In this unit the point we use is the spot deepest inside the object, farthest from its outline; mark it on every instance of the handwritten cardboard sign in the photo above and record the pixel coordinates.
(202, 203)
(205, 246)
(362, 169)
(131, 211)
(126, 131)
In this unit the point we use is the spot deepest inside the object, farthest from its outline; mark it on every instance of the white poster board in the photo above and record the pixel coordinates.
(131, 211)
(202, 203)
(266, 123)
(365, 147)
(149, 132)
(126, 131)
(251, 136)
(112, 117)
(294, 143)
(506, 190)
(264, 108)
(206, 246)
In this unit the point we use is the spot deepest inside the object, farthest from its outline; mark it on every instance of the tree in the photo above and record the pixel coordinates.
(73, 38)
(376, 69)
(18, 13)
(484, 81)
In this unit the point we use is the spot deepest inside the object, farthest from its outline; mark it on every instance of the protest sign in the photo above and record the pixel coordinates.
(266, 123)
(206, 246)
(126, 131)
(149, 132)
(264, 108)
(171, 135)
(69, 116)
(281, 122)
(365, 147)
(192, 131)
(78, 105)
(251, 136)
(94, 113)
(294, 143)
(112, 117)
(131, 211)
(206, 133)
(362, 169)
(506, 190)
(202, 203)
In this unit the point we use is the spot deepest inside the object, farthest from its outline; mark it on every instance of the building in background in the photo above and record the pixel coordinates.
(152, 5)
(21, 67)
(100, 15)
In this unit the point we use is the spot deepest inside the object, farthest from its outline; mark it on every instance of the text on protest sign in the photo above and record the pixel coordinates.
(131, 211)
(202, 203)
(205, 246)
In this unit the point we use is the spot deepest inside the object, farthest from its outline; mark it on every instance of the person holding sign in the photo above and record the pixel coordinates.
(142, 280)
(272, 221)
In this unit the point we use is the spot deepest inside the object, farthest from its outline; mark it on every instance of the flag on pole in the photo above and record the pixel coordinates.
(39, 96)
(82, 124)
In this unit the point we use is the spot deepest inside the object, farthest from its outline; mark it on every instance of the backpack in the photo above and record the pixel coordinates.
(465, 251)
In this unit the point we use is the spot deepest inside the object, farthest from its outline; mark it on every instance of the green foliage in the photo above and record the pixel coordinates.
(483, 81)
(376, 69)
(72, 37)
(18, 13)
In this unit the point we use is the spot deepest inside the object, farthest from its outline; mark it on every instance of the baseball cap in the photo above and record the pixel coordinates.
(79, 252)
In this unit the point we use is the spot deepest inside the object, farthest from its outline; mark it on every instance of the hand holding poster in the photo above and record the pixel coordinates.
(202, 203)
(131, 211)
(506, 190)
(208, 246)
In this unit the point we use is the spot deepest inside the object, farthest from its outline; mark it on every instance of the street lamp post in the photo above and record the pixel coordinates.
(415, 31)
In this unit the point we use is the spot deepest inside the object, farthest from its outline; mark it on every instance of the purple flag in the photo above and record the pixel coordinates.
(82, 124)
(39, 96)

====

◆ What you are asked to do
Rewrite all the records above, changing "pixel coordinates" to "x and y values" wherever it occurs and leaving everything else unchanged.

◆ Output
In this unit the point we use is the spot deepest inside the object, farthest from its outline; mark it on every instance of the handwritten cardboard sign in the photo above and record the x and y values.
(202, 203)
(205, 246)
(362, 169)
(131, 211)
(126, 131)
In this unit the point we use is the spot deepest inside the object, farthest from its outline; mark it on every instance of the white poster board in the photo above and record the x and y values.
(131, 211)
(202, 203)
(266, 123)
(365, 147)
(149, 132)
(126, 131)
(251, 136)
(112, 117)
(294, 143)
(506, 190)
(264, 108)
(206, 246)
In this unit the point we use is the spot deepest inside the object, farthest from its outline; mark it on every instance of the tree in the photo above and record the x and y values.
(73, 38)
(376, 69)
(18, 13)
(484, 81)
In this unit the point we use is the spot deepest inside the object, farthest from its outline; mark it on every instance of the protest sign in the photo above and record the x and y values.
(266, 123)
(206, 246)
(126, 131)
(149, 132)
(264, 108)
(171, 135)
(69, 116)
(281, 122)
(365, 147)
(192, 131)
(78, 105)
(251, 136)
(94, 113)
(294, 143)
(112, 117)
(131, 211)
(206, 133)
(362, 169)
(506, 190)
(202, 203)
In this unit the point we use is the spot deepest inside the object, farthest from its outline; mark it on every instance of the building in background in the photo above and record the x and y values.
(152, 5)
(21, 67)
(100, 15)
In this unit the point we use is the spot deepest inside the object, farthest from its outline; mark it on every instance of the text on protest sign in the photo above and record the x and y values.
(131, 211)
(202, 203)
(205, 246)
In this unit the point we use is the spot deepest inside the object, farthest from its outline; mark it on every instance of the person holding sign in the photo above and record the x and y values.
(142, 280)
(272, 221)
In this unit the point we use is the spot deepest inside the object, farthest from its outline; mark it on every instance of the flag on pole in the photo above and record the x and y values.
(39, 96)
(82, 124)
In this unit the point we use is the spot deepest inside the object, farthest from its outline; mark it on every instance of the backpack in the photo above and record the x and y values.
(465, 251)
In this unit the point we use is the spot deepest inside the object, farthest from its outline; mark it on every instance of the green foliage in the photo above and record the x and y values.
(483, 81)
(376, 69)
(72, 37)
(18, 13)
In this unit the point we use is the spot deepest inside the object, farthest from its outline; mark it on every instance of the baseball cap in the photo above and record the x and y values.
(79, 252)
In this unit the point we use is the spot deepest inside the object, farthest from its outline; mark it on every instance of the hand holding poster in the photo above and record the x and y values.
(202, 203)
(131, 211)
(506, 190)
(208, 246)
In this unit the point we use is the spot deepest inside the object, farthest from its outline; mark it on every instance of the street lamp post in the photo above and record the x and y values.
(415, 31)
In this unit the point we use is the spot deepest inside the object, farthest from its outline; mark it on every instance of the purple flag in the photo above and record the x and y values.
(82, 124)
(39, 96)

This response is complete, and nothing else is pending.